* Ausgewählter Text:
####
„Vor der Verfolgung – Lebenslinien“
Eine Wanderausstellung zu regionalen Lebensgeschichten von Verfolgten des NS

Von: Martina Hartmann-Menz
Für den Landkreis Limburg-Weilburg wird mit der Ausstellung: Vor der Verfolgung – LEBENSLINIEN – Menschen aus Hadamar und dem Nassauer Land eine regionalgeschichtliche Lücke gefüllt. Mittel des Vereins der Ehemaligen der Fürst-Johann-Ludwig- Schule Hadamar, der Gesellschaft für christlich-jüdische Zusammenarbeit Limburg und des Vereins „Gegen Vergessen für Demokratie e.V.“ ermöglichen ein Ausstellungsprojekt, das auch in der (schulischen) Bildungsarbeit Verwendung finden und in Zukunft kontinuierlich weiter entwickelt werden wird. Grundlage der Ausstellung sind die zusammengetragenen Ergebnisse langjähriger Forschungstätigkeit. Durch Kontakte zu Nachkommen im In- und Ausland konnte bislang nicht veröffentlichtes Bildmaterial verwendet werden. Dieses bereichert die Ausstellung und lädt zum Hinsehen und Lesen ein. Mittels der Biografien von Willy Aron, Anna Maria Fritz geb. Hahn, Berta-Schoenberg, Frieda-Schoenfrank-Kaiser, Jakob-Mueller und Wilhelm Fritz werden unmittelbar Bezüge zur Schulgeschichte der FJLS hergestellt.
Das Konzept der Ausstellung leitet sich aus dem Titel ab: „Vor der Verfolgung -LEBENSLINIEN“: Viel zu häufig werden die Verfolgten des Nationalsozialismus primär in ihrer Rolle als Opfer gesehen – ein Sachverhalt, der Täterinnen und Tätern unzulässigerweise eine Deutungshoheit über Menschen einräumt, die ausblendet, dass es da noch ein Leben „Vor der Verfolgung“ gab.
Auf diese Aspekte des Lebens richtet sich die Ausstellung, mal mit mehr, mal mit weniger biografischem Material. Der Begriff „Lebenslinien“ deutet dies an. In manchen der biografischen Skizzen kann –häufig verfolgungsbedingt– nur ein kleiner, bruchstückhafter Teil der Biografie erzählt werden. Die einzelnen Ausstellungstafeln sind jeweils einem Menschen gewidmet. Nicht in allen Fällen steht eine Fotografie zur Verfügung. Aber auch die Abbildung eines Hauses, in dem die jeweilige Person lebte, ein Gebäude, das mit dem Menschen in Verbindung steht, ein Gegenstand oder ein Dokument personalisiert den Text und macht Geschichte vor Ort greifbar. Der „Verfolgungshintergrund“, ein Stempel, der den Menschen ohne ihr Einverständnis aufgedrückt wurde, spielt in der Ausstellung eine untergeordnete Bedeutung, ist aber dennoch präsent. Ob es sich um „rassisch“ Verfolgte, um politisch Andersdenkende oder um Menschen handelt, die aufgrund einer Erkrankung in die Mühlen des NS-Regimes gerieten, erfahren die Ausstellungsbesucher:innen erst am Ende der Befassung mit der Ausstellungstafel: Menschen, nicht die Kategorien der Täterinnen und Täter stehen im Mittelpunkt. Ganz besonderen Wert legt die Ausstellung auf einfache Lesbarkeit, verständliche Texte und eine kurze Lesedauer – diese liegt im Mittel bei einer Lesezeit von drei Minuten pro Ausstellungstafel. Zusätzlich zu den Ausstellungstafeln wurden pädagogische Materialien erarbeitet, die eine Vertiefung der Arbeit in und mit der Ausstellung ermöglichen. Auch ein Angebot zur künstlerischen Auseinandersetzung und Reflexion mit den Ausstellungsinhalten wird angeboten.
####
* Erfasste Daten:

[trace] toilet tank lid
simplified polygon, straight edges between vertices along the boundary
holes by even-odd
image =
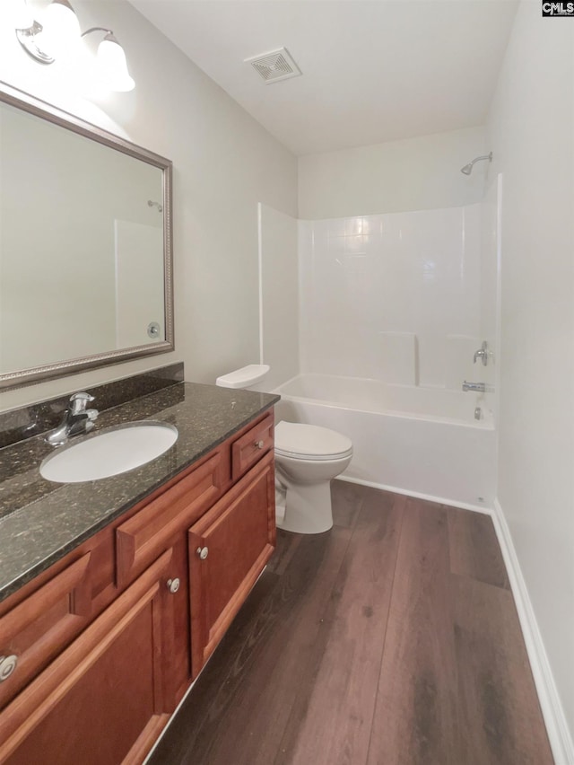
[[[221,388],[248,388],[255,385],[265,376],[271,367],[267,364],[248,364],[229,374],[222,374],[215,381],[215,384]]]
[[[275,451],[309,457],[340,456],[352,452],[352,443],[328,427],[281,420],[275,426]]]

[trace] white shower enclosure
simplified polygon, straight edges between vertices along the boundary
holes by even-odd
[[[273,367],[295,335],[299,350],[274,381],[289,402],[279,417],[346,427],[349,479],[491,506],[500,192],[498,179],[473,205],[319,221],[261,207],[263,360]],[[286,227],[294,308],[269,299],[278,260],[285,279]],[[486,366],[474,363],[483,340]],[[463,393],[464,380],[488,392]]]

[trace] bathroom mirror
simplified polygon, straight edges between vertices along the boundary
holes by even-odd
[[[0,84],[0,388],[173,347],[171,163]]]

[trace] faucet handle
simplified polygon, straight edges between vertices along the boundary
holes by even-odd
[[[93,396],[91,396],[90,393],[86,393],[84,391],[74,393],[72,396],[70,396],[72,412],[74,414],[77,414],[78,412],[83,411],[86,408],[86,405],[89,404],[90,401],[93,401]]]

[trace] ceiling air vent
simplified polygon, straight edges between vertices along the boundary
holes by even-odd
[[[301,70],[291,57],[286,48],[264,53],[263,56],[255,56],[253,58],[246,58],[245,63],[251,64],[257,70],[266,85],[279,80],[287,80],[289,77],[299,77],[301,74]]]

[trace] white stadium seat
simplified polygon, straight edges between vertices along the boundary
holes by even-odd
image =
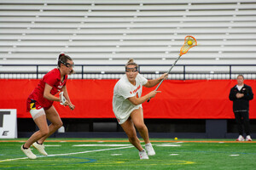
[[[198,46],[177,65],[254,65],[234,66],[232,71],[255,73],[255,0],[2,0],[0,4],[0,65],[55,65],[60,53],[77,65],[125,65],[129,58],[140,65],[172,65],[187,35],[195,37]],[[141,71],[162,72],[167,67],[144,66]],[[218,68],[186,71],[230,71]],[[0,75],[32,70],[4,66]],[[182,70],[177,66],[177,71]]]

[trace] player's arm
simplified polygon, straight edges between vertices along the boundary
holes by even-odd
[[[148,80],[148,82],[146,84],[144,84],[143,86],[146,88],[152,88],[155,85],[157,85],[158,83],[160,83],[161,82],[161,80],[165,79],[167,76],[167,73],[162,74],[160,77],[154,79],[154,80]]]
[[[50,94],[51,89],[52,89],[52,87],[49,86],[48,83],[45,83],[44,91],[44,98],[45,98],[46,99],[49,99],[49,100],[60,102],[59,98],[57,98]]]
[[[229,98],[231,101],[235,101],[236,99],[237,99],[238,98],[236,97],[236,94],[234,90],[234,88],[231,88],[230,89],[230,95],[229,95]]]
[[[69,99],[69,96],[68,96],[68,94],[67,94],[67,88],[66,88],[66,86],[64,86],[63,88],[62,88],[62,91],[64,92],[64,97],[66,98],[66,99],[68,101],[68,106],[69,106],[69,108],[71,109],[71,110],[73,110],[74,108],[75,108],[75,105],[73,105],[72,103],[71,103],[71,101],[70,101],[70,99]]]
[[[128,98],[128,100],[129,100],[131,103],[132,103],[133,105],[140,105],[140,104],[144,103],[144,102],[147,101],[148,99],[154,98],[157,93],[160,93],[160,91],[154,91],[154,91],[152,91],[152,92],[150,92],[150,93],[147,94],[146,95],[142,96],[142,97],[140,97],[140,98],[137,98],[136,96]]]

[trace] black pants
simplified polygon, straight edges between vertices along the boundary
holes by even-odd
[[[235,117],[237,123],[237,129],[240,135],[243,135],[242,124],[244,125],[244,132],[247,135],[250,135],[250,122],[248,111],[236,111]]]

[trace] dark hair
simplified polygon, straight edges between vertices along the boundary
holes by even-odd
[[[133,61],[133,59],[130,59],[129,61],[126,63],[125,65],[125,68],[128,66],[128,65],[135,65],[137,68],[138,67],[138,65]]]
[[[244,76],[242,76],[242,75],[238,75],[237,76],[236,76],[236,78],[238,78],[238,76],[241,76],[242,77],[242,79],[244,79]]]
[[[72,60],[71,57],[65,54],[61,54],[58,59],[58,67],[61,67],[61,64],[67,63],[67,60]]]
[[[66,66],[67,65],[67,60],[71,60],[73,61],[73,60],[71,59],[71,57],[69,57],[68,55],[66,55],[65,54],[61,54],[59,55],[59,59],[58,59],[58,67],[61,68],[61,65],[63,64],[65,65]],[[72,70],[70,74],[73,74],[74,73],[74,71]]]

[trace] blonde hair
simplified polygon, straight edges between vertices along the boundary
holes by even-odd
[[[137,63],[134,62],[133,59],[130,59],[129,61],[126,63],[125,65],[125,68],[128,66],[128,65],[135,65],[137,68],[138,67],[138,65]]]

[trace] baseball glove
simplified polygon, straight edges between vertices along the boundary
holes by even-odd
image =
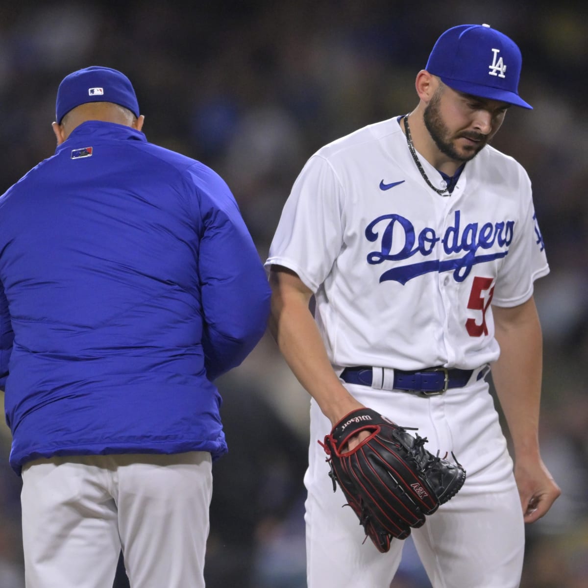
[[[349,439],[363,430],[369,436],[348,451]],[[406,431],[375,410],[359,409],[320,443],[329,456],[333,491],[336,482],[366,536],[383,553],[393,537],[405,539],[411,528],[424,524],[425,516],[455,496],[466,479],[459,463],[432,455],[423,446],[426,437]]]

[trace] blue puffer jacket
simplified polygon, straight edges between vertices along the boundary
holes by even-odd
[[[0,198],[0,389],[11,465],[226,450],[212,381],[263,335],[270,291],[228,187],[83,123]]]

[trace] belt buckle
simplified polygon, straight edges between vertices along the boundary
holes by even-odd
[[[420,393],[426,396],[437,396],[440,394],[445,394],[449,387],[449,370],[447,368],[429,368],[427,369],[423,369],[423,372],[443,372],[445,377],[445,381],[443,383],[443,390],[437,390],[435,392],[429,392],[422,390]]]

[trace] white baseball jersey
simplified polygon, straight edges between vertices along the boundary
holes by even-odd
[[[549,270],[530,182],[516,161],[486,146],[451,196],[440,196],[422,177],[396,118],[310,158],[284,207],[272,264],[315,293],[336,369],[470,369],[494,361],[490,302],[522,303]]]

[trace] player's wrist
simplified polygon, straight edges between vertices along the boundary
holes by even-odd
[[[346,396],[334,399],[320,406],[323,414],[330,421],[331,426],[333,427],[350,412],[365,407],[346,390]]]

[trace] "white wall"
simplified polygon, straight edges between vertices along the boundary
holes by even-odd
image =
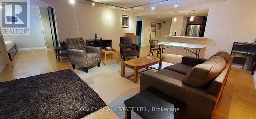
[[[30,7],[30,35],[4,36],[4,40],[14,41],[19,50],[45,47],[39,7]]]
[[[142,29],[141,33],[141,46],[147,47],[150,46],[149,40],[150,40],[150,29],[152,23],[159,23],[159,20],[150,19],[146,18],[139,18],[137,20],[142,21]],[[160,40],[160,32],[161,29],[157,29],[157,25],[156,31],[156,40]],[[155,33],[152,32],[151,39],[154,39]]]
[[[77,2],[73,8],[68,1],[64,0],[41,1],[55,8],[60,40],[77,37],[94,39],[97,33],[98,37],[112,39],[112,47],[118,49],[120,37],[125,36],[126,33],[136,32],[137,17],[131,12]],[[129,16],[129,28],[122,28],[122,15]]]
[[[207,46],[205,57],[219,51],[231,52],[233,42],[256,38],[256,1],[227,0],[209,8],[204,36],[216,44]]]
####
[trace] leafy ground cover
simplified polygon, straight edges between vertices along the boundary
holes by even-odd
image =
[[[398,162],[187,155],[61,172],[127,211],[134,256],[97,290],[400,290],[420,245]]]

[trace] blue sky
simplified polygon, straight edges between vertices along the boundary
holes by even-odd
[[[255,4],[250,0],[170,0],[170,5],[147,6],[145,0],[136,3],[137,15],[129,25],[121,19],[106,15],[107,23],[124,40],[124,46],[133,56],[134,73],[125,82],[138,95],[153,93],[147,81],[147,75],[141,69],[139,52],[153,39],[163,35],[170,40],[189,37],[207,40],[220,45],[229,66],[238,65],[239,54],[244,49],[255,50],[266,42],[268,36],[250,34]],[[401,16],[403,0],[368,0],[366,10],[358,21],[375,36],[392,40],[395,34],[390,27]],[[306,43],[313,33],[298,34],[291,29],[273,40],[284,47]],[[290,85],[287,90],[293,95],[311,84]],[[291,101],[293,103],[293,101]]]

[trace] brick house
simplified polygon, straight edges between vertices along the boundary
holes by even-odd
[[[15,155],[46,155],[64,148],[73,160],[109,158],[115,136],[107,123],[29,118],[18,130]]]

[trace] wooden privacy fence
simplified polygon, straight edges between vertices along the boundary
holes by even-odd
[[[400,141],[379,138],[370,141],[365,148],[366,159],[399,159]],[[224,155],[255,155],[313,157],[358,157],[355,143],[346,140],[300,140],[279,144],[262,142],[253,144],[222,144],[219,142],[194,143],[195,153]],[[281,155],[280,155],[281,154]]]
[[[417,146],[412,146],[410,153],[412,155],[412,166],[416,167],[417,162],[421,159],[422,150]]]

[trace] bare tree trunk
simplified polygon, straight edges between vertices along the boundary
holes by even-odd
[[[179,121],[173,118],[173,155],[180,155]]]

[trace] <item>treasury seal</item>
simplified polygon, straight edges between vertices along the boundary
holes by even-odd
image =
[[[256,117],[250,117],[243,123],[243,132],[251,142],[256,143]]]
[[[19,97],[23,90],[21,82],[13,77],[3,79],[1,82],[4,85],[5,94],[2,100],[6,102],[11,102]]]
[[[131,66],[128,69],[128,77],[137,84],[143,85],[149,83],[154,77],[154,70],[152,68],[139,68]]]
####
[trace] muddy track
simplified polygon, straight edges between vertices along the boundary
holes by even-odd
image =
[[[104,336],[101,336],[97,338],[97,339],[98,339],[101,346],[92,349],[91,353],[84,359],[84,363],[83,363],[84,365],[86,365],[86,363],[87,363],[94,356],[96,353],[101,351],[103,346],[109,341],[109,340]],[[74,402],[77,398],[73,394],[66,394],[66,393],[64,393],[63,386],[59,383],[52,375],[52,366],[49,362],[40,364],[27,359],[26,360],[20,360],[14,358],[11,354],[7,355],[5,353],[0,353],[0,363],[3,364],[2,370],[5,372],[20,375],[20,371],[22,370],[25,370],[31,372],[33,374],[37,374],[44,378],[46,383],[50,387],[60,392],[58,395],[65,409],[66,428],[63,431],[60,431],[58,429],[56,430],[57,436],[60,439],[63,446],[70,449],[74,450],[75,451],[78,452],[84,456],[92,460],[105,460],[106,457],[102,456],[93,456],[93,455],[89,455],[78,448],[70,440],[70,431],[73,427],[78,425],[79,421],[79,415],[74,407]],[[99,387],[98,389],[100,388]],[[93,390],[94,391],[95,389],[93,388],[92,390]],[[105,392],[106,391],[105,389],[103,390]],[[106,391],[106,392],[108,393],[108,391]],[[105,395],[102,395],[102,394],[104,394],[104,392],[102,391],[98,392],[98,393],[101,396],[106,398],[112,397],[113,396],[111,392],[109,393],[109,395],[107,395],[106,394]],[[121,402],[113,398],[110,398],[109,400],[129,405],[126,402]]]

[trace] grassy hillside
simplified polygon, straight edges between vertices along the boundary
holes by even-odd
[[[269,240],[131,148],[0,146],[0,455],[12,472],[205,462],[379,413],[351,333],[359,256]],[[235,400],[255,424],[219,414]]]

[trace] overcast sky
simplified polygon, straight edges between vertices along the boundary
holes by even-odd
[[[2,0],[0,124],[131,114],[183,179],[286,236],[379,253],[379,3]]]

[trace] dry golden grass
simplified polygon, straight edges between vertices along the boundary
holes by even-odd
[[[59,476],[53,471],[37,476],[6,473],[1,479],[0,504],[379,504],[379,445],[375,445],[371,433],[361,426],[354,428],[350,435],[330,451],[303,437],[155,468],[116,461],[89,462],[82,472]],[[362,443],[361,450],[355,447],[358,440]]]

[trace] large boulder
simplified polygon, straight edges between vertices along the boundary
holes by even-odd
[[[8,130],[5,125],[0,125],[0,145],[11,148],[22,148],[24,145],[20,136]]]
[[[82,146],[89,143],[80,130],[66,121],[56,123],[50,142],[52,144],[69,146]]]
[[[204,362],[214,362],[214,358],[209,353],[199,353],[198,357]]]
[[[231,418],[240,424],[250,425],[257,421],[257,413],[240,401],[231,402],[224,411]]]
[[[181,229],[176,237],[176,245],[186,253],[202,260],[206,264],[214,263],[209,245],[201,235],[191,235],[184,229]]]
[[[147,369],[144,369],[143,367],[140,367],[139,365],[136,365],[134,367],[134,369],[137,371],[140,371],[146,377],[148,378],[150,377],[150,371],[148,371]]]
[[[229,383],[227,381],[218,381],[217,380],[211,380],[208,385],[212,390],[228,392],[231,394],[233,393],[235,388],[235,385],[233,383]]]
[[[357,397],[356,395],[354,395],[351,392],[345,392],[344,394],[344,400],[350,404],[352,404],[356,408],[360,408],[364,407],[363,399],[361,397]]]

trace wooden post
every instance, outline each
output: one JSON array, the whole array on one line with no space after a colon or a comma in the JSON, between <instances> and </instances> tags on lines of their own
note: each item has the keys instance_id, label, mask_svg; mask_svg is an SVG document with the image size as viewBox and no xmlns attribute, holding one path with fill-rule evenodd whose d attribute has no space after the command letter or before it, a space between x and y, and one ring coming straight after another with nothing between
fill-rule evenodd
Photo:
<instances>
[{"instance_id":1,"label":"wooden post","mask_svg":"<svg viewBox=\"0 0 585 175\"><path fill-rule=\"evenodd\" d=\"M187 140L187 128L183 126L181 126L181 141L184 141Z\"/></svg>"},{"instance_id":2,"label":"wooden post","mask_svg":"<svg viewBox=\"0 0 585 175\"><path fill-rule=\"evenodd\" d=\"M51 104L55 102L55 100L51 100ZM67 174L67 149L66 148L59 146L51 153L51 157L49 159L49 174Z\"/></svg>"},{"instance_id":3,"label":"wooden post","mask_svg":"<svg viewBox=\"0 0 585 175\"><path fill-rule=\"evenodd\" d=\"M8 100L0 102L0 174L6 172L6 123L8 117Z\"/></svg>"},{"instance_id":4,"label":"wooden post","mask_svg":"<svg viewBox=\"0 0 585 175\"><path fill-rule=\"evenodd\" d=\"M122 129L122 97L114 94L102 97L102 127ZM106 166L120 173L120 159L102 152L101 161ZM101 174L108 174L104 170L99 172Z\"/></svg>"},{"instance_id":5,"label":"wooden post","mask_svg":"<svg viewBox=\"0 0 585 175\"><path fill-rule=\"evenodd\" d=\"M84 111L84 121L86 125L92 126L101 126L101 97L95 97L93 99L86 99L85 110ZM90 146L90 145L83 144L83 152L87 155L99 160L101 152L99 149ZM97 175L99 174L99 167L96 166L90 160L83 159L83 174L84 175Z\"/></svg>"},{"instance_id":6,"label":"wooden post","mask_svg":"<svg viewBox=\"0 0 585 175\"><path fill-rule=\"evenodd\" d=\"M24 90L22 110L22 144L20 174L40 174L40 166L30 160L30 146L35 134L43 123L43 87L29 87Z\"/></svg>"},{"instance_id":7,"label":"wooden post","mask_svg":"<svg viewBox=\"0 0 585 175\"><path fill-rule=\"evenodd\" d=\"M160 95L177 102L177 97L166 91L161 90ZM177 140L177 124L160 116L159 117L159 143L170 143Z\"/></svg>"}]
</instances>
####
* Ihre Aufgabe:
Führen Sie den Text über die Wanderausstellung „Vor der Verfolgung – Lebenslinien“ im Anschluss an seinen letzten Satz weiter. Die Daten spielen hierfür keine Rolle.

* Das Ergebnis:
Zum Holocaust-Gedenktag 2025 wurde die Ausstellung erstmals an der Fürst-Johann-Ludwig-Schule gezeigt. Der Besuch von mindestens 20 Schulklassen im Rahmen des Geschichts-, Ethik- und Religionsunterrichts wurde gezählt. Weiterhin konnte beobachtet werden, dass der „niedrigschwellige“ Ausstellungsort in der Pausenhalle dazu führte, dass eine nicht messbare Zahl von Schülerinnen und Schülern aller Altersgruppen die „Einladung zum Lesen“ gerne annahm und es so auf freiwilliger Basis zur Befassung mit Lebensgeschichten von Menschen aus der Region kam. Die Rückmeldungen der begleitenden Lehrkräfte bezogen sich insbesondere auf den „lokalen Wiedererkennungseffekt“ der Biografien als Ergänzung zu den Inhalten der Arbeit im Unterricht. Es mache einen Unterschied, wenn bekannte Häuser und/oder Straßenzüge aus dem Umfeld von Schülerinnen und Schülern in einer Ausstellung in Verbindung mit dem Leben von Verfolgten des Nationalsozialismus abgebildet seien. So wurde ein unmittelbarer Bezug zu der unsere Gesellschaft nach wie vor prägende historische Epoche der NS-Zeit geschaffen, die Schülerinnen und Schüler sonst nur aus dem Schulbuch kennen: Geschichte werde so lokal und mit Bezug zur Fürst-Johann-Ludwig-Schule personell und lokal greifbar.
Kurz nach der ersten Präsentation machte die dann bereits erweiterte Ausstellung in der Mittelpunktschule St. Blasius in Frickhofen ab Mitte März 2025 Station. Anlässlich der Verlegung von Stolpersteinen in Dornburg konnten sich die beteiligten Schülerinnen und Schüler durch die Arbeit in und mit der Ausstellung auf die Stolpersteinverlegung vorbereiten. Eigens für die Station in Frickhofen wurden weitere vier biografische Ausstellungstafeln erarbeitet. Diese wurden dann auch an den jeweiligen Verlegeorten aufgestellt und gaben der Veranstaltung einen würdigen Rahmen. Insbesondere die aus den USA angereisten Angehörigen der Familie Löwenstein waren sehr erfreut, dass der Lebensweg ihrer Großmutter Ruth Löwenstein verh. Siegelbaum (1912-2008) Eingang in die Ausstellung gefunden hatte. Im Jahr 2027 wird die Ausstellung auf Anfrage des Landkreises Limburg-Weilburg im Kreishaus an der Schiede gezeigt werden.